**CONSEGNA:**
Prosegui, per favore, il brano sugli ascolti di "Che tempo che fa" a partire dalla sua ultima frase.

Ascolti record per “Che tempo che fa”: la rivincita di Fazio, l’autogol annunciato della Rai


Come era stato sin troppo facile prevedere, a pagare le spese dell’addio del conduttore televisivo genovese è stata la tv pubblica che ha perso un “tesoretto” di oltre 100 milioni di euro e vede precipitare gli ascolti e gli introiti pubblicitari con i programmi imposti dai vertici “meloniani”

Eravamo stati facili profeti la primavera scorsa quando, commentando la notizia dell’addio di Fabio Fazio alla Rai, scrivevamo: “non è lui la vittima, non perde assolutamente nulla, anzi, ha già pronto il contratto per 4 anni con la Warner Bros Discovery (dove di sicuro non guadagnerà di meno). La vittima di questa situazione è l’azienda pubblica, la Rai, che perde tantissimo dal punto di vista professionale ma anche e soprattutto dal punto di vista economico”.

Sono passati 6 mesi da allora e dopo le prime due puntate della nuova stagione di “Che tempo che fa” a quella sin troppo facile previsione si può aggiungere che a guadagnarci notevolmente, oltre lo stesso Fazio, è il canale televisivo Nove (e naturalmente la Warner Bros) che domenica scorsa con l’11,3% di share (2.245.000 spettatori, con picchi di oltre 2.600.000) con il programma di Fazio per la prima volta nella sua storia è risultato il 2° canale nazionale (superato solo da Raiuno), con addirittura uno share superiore anche a Milan – Juventus che si è giocata nella stessa fascia oraria.

E, a voler essere pignoli, a perderci più ancora di quanto avevamo previsto è la Rai meloniana che sta colando a picco negli ascolti, soprattutto nei programmi dei personaggi “amici” della destra di governo (l’esempio più eclatante è quel Pino Insegno protagonista, con il suo “Mercante in fiera”, del più clamoroso flop della tv pubblica degli ultimi 30 anni), perde consistenti introiti pubblicitari e, dopo le ultime vicende legate al calcioscommesse e allo show di Fabrizio Corona, perde sempre più credibilità. Non hanno invece perso credibilità, semplicemente perché da tempo non ce l’hanno più se non tra i loro ultras “acceccati”, i giornali di destra che nella primavera hanno esultato alla notizia dell’addio di Fazio alla Rai, con tanto di titoloni in prima pagina e annunci di chissà quale sciagure per il conduttore e produttore genovese.

[Voci prese da una raccolta]
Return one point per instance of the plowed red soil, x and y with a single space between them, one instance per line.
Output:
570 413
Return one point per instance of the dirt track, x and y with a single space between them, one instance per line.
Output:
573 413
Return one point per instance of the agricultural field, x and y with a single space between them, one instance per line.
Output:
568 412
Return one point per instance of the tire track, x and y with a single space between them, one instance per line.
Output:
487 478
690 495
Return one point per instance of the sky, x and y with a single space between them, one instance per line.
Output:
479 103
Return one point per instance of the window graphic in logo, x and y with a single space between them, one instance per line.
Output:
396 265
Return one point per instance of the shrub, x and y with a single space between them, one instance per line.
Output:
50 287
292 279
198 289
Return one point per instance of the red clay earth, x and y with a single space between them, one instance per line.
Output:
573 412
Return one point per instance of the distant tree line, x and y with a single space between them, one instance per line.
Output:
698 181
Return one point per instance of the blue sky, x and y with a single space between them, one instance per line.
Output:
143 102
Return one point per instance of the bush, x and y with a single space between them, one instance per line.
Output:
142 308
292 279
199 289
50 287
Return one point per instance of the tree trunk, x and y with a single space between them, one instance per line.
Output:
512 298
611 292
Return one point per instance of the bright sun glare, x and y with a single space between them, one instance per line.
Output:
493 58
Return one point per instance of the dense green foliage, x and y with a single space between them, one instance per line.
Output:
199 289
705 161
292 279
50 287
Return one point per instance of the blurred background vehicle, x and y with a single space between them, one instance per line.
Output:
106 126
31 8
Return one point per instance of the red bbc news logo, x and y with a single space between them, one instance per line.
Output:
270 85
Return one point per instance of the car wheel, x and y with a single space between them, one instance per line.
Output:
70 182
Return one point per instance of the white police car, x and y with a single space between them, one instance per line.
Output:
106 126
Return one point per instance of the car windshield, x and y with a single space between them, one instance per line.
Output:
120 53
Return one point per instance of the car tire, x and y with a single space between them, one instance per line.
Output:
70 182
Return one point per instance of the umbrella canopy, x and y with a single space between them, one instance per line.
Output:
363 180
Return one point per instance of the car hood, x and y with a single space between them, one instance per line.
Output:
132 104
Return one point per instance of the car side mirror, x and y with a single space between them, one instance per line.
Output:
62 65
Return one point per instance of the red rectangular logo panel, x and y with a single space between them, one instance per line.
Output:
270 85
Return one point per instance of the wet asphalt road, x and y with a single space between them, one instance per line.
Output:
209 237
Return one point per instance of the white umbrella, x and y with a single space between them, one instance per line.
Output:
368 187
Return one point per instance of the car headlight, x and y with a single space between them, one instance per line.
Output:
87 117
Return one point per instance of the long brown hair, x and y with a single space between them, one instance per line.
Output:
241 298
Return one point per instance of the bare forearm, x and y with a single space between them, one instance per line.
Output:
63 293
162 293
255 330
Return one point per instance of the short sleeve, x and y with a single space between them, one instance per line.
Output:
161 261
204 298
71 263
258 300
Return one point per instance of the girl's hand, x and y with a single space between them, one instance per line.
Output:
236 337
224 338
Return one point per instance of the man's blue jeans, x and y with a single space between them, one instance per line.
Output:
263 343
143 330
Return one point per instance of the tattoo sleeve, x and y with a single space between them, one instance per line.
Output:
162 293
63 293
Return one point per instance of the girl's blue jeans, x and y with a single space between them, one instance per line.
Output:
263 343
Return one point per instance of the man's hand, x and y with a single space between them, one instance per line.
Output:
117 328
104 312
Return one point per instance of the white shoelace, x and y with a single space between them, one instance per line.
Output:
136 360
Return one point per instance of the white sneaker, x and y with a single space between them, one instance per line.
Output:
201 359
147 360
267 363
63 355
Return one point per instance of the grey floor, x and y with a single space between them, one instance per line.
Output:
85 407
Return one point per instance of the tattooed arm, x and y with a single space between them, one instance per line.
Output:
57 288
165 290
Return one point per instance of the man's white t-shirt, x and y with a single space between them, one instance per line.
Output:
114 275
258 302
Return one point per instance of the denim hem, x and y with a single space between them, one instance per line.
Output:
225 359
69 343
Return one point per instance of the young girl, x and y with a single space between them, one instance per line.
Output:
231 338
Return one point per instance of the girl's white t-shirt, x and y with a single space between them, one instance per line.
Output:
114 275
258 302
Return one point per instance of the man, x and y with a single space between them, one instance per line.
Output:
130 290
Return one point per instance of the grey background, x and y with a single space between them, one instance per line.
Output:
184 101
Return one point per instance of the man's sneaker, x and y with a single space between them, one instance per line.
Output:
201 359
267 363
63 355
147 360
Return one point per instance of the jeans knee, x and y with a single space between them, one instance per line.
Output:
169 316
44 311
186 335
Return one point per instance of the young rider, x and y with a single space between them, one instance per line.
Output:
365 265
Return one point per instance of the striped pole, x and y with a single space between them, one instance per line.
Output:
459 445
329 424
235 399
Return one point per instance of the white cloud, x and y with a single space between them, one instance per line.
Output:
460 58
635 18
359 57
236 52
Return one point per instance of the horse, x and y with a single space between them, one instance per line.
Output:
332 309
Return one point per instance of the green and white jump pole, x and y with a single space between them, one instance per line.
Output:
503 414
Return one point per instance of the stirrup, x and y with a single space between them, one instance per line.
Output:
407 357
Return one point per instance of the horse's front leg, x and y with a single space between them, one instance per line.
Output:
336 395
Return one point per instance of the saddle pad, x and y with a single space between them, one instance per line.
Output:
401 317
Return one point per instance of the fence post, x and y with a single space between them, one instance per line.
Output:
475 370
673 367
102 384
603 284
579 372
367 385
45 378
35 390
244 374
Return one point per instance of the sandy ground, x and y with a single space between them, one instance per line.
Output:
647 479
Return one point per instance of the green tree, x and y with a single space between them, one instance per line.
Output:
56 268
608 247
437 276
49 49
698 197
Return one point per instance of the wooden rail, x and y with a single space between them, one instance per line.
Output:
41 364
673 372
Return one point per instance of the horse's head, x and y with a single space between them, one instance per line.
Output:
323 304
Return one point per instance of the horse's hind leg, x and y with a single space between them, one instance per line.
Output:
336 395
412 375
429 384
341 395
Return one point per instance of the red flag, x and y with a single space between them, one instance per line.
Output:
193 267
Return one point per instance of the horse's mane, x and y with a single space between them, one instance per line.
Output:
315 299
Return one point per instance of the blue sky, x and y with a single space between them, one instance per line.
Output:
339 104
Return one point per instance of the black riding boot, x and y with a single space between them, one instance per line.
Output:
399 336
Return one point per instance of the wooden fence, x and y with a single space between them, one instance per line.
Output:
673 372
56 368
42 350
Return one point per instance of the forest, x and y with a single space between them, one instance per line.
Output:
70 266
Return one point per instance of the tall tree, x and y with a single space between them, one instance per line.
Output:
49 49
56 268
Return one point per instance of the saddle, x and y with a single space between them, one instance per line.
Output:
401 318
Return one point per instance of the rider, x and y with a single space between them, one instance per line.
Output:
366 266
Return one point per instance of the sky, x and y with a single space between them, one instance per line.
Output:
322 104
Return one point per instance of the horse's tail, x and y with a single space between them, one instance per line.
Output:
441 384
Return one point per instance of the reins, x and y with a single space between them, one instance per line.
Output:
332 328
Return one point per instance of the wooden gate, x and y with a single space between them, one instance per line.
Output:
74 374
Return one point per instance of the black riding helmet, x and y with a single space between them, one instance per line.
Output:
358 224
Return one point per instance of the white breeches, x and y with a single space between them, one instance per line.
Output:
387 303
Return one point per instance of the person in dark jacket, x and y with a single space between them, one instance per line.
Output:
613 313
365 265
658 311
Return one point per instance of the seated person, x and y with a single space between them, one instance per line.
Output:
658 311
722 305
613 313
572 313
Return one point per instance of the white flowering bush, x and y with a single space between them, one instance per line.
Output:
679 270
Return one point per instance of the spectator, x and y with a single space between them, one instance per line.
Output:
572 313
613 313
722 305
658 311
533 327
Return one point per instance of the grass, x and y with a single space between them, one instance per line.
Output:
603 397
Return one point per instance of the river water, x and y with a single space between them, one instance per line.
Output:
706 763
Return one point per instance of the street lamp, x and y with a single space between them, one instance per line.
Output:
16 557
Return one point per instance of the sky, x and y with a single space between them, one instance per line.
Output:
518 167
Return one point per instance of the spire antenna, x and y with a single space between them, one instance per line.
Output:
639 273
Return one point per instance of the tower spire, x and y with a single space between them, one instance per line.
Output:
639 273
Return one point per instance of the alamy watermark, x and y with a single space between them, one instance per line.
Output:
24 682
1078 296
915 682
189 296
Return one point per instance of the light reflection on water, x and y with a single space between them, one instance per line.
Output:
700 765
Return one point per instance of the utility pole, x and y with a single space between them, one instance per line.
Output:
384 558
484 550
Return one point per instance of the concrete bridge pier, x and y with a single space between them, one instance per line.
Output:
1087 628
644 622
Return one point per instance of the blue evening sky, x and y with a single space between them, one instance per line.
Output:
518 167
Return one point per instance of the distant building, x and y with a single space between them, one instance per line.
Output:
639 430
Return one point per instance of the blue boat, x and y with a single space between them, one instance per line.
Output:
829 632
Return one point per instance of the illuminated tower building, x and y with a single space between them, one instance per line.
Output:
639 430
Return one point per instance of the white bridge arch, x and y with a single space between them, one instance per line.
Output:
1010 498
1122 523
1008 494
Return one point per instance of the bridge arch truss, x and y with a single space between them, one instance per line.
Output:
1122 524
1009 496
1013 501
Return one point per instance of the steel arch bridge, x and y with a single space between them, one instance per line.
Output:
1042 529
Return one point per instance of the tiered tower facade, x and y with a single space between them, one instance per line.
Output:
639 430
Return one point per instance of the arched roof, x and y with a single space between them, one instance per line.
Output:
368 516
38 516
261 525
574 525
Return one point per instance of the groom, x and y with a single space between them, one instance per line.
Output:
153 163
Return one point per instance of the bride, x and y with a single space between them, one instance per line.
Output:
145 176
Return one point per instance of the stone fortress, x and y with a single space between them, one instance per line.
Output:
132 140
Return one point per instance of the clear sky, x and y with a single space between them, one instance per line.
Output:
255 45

**RISPOSTA:**
“Che bel tempo che fa”, titolava ad esempio all’epoca “Libero sottolineando come la Rai economicamente aveva solo da guadagnare da quell’addio perché si liberava del presunto costo eccessivo di quel programma. Una clamorosa ed indecente “bufala”, già ampiamente smentita dati e cifre alla mano, ignobilmente e incredibilmente rilanciata dalla Codacons secondo cui “per le tasche dei cittadini italiani che finanziano la Rai attraverso il canone l’addio di Fabio Fazio è sicuramente una buona notizia”. Per altro quei giornali e la stessa Codacons allora, a sostegno della propria tesi, avevano evidenziato come la stessa associazione a tutela dei consumatori (almeno così dovrebbe essere…) in proposito aveva presentato un esposto alla Corte dei Conti.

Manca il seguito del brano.